___ THE DATA ___
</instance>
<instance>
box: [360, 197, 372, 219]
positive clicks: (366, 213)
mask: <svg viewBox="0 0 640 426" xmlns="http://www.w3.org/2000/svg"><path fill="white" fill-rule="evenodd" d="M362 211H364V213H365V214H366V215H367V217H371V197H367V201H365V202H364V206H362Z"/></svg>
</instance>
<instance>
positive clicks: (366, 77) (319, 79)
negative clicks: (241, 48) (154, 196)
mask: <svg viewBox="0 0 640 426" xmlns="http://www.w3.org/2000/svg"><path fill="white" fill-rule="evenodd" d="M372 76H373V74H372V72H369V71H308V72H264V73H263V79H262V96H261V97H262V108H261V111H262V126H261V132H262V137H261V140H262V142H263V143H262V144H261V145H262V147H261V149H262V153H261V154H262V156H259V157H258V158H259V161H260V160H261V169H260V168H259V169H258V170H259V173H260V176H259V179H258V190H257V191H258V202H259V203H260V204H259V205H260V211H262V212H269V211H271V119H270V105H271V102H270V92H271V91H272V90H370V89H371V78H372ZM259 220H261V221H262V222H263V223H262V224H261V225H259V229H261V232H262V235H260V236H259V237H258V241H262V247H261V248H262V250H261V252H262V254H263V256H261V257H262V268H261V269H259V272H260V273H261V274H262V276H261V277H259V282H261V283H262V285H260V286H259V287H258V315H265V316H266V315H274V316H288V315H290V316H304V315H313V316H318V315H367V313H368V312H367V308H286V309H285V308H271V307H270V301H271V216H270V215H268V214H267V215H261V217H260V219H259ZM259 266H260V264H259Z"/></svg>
___
Rewrite the records from the start up to and including the line containing "positive clicks: (366, 213)", changing "box" to "bounding box" and keeping everything else the same.

</instance>
<instance>
bounding box: [360, 197, 372, 219]
positive clicks: (366, 213)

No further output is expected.